Coordinate annotation records
======

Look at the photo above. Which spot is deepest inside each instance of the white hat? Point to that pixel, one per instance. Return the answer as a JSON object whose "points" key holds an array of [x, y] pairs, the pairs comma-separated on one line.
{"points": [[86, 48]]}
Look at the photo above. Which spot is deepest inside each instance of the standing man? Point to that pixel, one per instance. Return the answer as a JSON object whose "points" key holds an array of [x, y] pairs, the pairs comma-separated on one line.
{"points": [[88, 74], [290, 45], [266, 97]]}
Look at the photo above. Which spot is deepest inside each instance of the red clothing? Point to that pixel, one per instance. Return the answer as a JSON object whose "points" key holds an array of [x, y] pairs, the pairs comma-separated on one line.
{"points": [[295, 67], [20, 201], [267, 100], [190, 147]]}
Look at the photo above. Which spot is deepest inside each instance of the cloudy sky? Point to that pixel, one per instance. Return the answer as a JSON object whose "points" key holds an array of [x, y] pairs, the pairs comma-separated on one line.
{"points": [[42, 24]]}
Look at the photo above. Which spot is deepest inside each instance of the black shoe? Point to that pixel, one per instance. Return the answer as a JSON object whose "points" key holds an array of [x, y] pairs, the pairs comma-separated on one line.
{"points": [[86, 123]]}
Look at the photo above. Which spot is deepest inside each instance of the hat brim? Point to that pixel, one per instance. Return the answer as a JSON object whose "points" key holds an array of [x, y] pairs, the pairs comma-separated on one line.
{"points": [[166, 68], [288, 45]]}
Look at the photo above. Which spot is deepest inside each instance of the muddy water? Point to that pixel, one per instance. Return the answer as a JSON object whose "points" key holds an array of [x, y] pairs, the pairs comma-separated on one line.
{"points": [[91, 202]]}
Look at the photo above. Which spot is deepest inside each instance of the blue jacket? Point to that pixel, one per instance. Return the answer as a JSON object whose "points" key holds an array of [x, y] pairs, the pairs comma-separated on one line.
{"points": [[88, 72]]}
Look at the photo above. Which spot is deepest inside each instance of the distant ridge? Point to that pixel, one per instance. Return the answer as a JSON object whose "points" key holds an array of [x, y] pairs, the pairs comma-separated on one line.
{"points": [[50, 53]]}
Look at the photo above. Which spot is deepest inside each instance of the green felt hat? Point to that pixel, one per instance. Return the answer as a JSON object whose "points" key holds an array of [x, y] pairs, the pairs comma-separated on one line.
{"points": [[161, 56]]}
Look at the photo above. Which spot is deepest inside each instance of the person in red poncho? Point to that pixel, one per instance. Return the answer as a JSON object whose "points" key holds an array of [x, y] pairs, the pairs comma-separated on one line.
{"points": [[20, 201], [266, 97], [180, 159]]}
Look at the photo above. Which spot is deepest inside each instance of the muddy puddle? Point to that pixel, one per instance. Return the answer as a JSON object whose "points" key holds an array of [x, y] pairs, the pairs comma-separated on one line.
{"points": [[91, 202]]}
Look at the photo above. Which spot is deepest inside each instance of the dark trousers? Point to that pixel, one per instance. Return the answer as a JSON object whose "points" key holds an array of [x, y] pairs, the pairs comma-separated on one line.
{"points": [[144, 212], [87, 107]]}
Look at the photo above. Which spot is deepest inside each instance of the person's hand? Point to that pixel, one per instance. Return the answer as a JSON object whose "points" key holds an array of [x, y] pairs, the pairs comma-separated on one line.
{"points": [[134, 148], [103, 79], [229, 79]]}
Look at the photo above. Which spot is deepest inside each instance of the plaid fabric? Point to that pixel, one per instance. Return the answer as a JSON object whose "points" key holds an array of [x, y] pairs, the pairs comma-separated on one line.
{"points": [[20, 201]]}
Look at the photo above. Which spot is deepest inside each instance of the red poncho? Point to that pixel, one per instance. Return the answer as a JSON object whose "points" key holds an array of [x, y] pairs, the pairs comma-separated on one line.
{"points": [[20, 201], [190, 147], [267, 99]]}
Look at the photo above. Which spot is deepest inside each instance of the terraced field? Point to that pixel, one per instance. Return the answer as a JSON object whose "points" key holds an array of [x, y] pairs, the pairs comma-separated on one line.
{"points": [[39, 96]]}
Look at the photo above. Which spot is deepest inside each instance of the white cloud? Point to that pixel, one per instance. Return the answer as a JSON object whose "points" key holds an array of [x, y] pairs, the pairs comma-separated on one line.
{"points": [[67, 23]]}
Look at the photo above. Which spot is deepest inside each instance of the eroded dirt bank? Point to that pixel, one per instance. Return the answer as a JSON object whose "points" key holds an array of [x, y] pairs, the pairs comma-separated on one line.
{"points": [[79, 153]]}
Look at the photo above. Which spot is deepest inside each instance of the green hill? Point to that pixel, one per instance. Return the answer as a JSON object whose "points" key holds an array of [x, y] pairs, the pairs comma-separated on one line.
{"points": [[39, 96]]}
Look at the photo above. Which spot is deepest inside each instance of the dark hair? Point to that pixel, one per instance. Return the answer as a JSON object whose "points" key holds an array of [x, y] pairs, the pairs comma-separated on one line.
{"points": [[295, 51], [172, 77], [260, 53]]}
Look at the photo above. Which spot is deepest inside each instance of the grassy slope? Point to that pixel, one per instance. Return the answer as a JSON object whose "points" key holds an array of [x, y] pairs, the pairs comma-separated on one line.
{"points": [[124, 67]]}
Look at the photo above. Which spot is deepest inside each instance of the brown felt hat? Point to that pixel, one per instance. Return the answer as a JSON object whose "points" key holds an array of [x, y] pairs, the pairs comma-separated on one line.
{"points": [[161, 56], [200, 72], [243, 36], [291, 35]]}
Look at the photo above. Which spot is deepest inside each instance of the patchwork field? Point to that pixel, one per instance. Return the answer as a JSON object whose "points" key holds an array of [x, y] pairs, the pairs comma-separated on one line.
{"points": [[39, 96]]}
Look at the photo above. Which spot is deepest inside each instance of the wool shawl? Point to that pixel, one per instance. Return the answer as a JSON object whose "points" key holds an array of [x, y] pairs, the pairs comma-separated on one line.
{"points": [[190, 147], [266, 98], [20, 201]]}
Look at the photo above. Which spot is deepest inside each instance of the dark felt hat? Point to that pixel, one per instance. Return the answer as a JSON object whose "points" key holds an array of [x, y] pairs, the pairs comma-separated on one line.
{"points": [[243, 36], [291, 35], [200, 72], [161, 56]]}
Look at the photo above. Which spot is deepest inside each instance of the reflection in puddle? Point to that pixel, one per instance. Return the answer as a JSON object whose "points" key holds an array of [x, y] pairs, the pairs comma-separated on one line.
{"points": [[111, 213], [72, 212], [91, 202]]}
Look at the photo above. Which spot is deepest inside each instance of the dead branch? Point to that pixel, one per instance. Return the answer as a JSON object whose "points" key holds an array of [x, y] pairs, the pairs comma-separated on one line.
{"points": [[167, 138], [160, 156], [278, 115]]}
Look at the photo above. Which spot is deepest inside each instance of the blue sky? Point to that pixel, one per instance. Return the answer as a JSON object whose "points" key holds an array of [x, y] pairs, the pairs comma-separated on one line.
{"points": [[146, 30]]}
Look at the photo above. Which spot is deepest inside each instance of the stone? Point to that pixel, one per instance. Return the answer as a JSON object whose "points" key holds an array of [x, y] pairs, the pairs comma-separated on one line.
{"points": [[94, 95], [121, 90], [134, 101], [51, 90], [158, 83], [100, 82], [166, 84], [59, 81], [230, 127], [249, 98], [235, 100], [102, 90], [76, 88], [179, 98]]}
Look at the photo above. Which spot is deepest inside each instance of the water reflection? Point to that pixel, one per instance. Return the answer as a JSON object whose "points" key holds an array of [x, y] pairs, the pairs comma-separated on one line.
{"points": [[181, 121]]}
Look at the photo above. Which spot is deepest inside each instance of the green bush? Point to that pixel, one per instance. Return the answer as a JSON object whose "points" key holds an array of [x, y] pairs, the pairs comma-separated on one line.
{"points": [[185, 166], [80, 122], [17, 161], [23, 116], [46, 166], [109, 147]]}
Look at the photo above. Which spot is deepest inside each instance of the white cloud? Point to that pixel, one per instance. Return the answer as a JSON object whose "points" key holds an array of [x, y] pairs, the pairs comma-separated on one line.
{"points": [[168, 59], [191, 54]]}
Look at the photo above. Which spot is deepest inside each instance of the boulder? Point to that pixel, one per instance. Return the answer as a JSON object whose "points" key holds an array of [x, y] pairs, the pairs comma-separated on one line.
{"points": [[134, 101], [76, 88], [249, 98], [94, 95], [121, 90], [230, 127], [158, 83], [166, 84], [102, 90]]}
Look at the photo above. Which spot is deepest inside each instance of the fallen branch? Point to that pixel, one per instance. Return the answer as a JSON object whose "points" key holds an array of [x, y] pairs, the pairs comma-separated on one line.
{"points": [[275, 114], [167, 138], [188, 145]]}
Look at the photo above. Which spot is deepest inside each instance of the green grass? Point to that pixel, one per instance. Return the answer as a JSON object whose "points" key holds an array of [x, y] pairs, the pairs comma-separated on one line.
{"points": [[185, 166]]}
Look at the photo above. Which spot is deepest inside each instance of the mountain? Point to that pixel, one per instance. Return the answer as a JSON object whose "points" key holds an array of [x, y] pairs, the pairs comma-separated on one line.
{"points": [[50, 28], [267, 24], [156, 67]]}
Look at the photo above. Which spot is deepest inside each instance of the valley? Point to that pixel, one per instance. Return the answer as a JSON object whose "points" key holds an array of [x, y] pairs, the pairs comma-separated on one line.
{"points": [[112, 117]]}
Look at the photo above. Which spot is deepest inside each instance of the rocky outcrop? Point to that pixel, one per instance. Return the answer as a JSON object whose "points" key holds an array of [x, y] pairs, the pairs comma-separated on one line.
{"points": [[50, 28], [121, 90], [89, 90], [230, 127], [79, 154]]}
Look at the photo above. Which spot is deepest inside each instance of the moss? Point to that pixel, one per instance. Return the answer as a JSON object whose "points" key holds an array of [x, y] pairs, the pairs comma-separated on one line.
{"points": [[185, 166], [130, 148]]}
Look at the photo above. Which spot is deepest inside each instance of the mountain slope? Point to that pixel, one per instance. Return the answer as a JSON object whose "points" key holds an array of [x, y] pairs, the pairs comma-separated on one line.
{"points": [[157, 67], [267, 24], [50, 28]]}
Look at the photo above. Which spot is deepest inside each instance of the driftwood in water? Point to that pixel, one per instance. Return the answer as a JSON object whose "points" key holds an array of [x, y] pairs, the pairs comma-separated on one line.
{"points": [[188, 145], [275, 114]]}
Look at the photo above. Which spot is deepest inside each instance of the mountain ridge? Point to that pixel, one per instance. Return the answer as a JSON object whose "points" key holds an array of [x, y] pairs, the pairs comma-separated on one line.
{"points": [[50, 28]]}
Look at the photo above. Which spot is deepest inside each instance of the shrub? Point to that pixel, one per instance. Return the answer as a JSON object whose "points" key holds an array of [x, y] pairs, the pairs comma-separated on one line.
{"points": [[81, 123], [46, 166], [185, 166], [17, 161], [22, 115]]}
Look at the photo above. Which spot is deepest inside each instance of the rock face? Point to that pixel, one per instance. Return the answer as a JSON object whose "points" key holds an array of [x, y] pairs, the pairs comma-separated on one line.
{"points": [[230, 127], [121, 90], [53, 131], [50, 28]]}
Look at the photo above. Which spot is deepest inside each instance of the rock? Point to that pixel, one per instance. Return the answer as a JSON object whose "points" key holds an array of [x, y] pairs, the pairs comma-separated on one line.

======

Short task>
Copy out every line from the one containing "of the driftwood" to the end of the material, both ends included.

Answer>
Look at the photo above. Which spot is deepest inside each instance of the driftwood in water? Point to that pixel, one per instance. Return the answer as a JSON object whose "points" key holds an array of [x, y] pairs, the pairs comma-separated on one line.
{"points": [[188, 145], [275, 114]]}
Look at the photo above. Which spot is deepest inside each instance of the mountain ridge? Point to that pixel, one per instance. Return the answer as a JSON object whose "points" key holds an array of [x, y] pairs, the pairs comma-separated on one line.
{"points": [[50, 28]]}
Look at the photo above. Which spot is deepest inside each instance of the shrub? Point to that pixel, one per instance. Return the answer as a JSON object whose "points" key holds an array of [x, y] pairs, the pairs comma-separated on one line.
{"points": [[81, 123], [46, 166], [185, 166], [17, 161], [22, 115]]}
Look at the photo above. Which spot is deepest inside each instance of the rock face? Point to that pixel, one per instance. Return the answer as a JSON object whose "points" key holds an array of [x, y] pairs, the pairs comma-separated on one line.
{"points": [[230, 127], [121, 90], [53, 131], [50, 28]]}
Look at the photo above. Which spot is deepest inside each instance of the rock? Point to that pixel, one per instance. Return the answer as a JSON object whose "points" key holds an array of [x, y] pairs, the pairs comma-separated on one line.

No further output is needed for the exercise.